Texto fornecido
◆ ◆ ◆ ◆ ◆ ◆ ◆

Por SELES NAFES
Uma investigação minuciosa da Corregedoria da Polícia Civil do Amapá revelou detalhes de um escândalo envolvendo o delegado Vladson Souza do Nascimento. O inquérito, concluído no último dia 12 de junho, apontou que o delegado usou a estrutura da Polícia Civil para tramar a prisão flagrante do atual companheiro de sua ex-namorada, forjar provas e, além disso, manteve drogas armazenadas em sua própria sala na delegacia de Pracuúba.
O inquérito, de número 8880/2024, foi instaurado em novembro do ano passado e detalha um enredo de vingança pessoal, abuso de autoridade, tráfico de drogas e destruição de provas. Ao final das investigações, Vladson Nascimento foi indiciado por abuso de autoridade (duas vezes), tráfico de drogas (duas vezes) e porte ilegal de arma de fogo.
Prisão forjada por vingança pessoal
O episódio mais grave relatado no inquérito ocorreu em outubro de 2024, quando o delegado teria orquestrado a prisão de Amadeu Moraes de Souza Júnior e Semiana Maciel Chagas. A motivação, segundo o relatório, foi pessoal: Amadeu teria exposto à esposa do delegado, Soane Ferreira, o relacionamento extraconjugal que Vladson mantinha com Semiana.
O relatório aponta que, após a exposição, Vladson passou a perseguir o casal. Ele criou um perfil falso no Instagram para enviar ameaças a Amadeu Júnior, acessou ilegalmente sistemas da polícia para obter dados pessoais das vítimas e utilizou um dispositivo de rastreamento instalado no veículo de Amadeu para monitorá-lo chamado de “carrapato”.
No dia 23 de outubro, monitorando a localização das vítimas, Vladson se deslocou até Santana, onde, segundo o relatório, teria repassado um “kit flagrante” contendo drogas e arma ao seu cunhado, o tenente da Polícia Militar Estefany Johansson Ferreira, responsável pela abordagem.

◆ ◆ ◆ ◆ ◆ ◆ ◆

Material fornecido
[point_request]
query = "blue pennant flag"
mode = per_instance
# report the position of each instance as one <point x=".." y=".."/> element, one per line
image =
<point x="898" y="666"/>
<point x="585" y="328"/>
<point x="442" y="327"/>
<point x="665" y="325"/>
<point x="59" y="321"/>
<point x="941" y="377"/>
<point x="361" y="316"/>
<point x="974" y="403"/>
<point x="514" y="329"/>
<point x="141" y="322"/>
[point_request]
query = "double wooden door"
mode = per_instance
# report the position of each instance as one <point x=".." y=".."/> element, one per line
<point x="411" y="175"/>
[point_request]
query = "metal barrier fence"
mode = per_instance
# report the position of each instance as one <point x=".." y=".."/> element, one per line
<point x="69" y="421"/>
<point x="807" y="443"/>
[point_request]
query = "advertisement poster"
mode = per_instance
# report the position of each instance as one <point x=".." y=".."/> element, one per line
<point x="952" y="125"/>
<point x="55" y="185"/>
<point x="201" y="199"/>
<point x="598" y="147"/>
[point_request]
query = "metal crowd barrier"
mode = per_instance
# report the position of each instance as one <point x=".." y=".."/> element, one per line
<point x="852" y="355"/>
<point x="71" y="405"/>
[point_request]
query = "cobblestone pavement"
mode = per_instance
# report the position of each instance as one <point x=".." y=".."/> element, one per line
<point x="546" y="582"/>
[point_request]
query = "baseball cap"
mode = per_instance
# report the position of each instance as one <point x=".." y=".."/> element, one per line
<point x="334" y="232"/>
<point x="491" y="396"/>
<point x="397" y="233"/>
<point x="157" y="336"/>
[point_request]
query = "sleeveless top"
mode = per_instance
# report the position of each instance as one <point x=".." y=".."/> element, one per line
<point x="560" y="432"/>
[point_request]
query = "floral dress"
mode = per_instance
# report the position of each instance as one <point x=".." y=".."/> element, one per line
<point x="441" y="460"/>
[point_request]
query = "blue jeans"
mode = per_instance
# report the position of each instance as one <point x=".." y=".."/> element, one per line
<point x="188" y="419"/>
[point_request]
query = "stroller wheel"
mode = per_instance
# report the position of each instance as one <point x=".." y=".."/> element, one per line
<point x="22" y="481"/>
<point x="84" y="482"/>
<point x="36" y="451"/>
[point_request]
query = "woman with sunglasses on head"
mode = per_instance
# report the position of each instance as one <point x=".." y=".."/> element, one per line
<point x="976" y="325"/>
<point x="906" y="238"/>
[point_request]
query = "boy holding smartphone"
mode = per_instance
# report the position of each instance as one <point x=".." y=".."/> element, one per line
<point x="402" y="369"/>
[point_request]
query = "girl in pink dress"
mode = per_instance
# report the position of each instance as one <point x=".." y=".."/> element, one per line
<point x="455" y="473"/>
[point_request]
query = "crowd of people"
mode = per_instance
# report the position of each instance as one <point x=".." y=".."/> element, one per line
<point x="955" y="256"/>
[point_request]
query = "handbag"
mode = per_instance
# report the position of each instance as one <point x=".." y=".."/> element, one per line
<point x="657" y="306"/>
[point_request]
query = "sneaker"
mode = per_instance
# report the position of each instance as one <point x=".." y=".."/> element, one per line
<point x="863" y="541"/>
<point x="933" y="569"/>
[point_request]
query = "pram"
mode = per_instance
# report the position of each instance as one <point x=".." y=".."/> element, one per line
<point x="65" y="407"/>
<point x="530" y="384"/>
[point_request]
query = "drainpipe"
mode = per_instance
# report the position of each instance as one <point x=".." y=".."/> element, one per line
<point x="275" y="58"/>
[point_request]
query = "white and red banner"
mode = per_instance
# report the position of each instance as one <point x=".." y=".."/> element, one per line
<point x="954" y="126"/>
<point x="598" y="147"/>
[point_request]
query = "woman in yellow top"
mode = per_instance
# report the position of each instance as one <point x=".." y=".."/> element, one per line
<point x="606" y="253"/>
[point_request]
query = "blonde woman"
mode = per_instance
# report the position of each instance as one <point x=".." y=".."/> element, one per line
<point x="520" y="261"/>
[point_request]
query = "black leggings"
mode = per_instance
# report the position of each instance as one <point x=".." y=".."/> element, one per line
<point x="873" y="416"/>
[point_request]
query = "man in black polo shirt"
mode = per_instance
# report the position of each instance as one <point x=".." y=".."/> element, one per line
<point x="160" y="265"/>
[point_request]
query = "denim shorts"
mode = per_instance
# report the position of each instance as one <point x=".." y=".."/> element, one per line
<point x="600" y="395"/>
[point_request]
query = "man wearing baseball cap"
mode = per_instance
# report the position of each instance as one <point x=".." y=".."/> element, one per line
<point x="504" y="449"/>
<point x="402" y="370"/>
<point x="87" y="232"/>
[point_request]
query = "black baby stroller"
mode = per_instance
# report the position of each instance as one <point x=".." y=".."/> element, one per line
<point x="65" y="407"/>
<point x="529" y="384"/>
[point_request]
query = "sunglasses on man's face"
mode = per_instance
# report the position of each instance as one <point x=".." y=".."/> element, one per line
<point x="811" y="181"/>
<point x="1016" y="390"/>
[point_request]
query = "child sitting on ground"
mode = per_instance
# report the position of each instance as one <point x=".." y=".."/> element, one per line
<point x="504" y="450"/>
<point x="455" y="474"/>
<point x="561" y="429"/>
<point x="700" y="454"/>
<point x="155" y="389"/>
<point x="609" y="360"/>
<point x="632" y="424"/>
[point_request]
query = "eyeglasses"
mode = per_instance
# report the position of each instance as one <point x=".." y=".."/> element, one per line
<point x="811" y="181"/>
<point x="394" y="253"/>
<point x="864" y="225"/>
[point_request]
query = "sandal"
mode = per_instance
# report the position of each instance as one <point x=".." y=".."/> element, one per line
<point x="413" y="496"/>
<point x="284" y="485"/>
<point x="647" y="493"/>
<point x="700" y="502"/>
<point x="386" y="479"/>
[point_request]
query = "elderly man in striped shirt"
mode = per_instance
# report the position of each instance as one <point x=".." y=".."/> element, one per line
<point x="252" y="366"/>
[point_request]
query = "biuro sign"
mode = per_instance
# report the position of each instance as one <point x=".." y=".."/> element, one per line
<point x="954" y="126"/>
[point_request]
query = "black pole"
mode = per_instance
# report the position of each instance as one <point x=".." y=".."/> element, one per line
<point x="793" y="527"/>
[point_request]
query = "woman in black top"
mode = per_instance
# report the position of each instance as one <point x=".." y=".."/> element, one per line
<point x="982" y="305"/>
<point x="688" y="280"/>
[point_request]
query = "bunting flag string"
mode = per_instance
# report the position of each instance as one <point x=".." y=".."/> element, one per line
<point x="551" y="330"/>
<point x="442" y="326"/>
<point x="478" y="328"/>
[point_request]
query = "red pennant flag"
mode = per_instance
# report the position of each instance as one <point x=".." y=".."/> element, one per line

◆ ◆ ◆ ◆ ◆ ◆ ◆

Tarefas a realizar
**A.** Relacione todos os crimes pelos quais o delegado foi indiciado, conforme a reportagem sobre o inquérito da Corregedoria, e informe quantas vezes cada um consta.
**B.** Verifique se cada afirmação a seguir está de acordo com a reportagem sobre o inquérito da Corregedoria. Responda com sim ou não e cite as palavras exatas do texto que fundamentam a resposta.
(i) O inquérito foi concluído em 12 de junho.
(ii) O próprio delegado realizou a abordagem em Santana.
(iii) O delegado guardava drogas em sua sala na delegacia de Pracuúba.
**C.** Prossiga a reportagem sobre o inquérito da Corregedoria a partir do ponto em que ela termina.

Respostas das tarefas
**A.**
- Abuso de autoridade (duas vezes)
- Tráfico de drogas (duas vezes)
- Porte ilegal de arma de fogo

**B.**
(i) Sim: "concluído no último dia 12 de junho".
(ii) Não: "ao seu cunhado, o tenente da Polícia Militar Estefany Johansson Ferreira, responsável pela abordagem".
(iii) Sim: "manteve drogas armazenadas em sua própria sala na delegacia de Pracuúba".

**C.**
Logo após, o casal foi preso na Rodovia Duca Serra, acusado de porte de drogas e arma de fogo. Entretanto, imagens de câmeras de segurança e laudos técnicos comprovaram que a suposta perseguição policial não ocorreu como relatado. Exames e perícias também confirmaram que as vítimas não tinham envolvimento com drogas ou atividades criminosas.

Momento do flagrante a Amadeu, na Rodovia Duca Serra
Drogas no gabinete e destruição de provas
Dois meses depois, em dezembro, durante buscas na Delegacia de Pracuúba, onde Vladson era titular, a Corregedoria encontrou drogas escondidas na gaveta de sua mesa. As porções de crack e cocaína tinham as mesmas características das supostamente plantadas no carro das vítimas.
Segundo servidores, apenas Vladson tinha acesso ao local, e não havia registros de apreensões de drogas na delegacia naquela semana.
Quando agentes cumpriram mandado de busca em sua residência, o delegado formatou o celular, destruindo provas que seriam cruciais para as investigações.
O relatório também cita que Vladson vinha monitorando ilegalmente boletins de ocorrência da Corregedoria e usava suas redes sociais para tentar desacreditar o trabalho dos investigadores, insinuando perseguição institucional.

Pedras de crack que teríam sido encontradas no carro

Delegado Vladson continua afastado das funções
Histórico de abusos e indiciamento
Não é a primeira vez que o delegado é investigado por condutas abusivas. Desde 2018, nove procedimentos apuram excessos de autoridade praticados por ele, incluindo um caso em que teria prendido uma médica grávida por se recusar a realizar um exame sem respaldo legal.
Diante das provas reunidas, a corregedoria indicia Vladson Nascimento e recomenda a aplicação de medidas cautelares como monitoração eletrônica, suspensão do exercício da função e do porte de arma.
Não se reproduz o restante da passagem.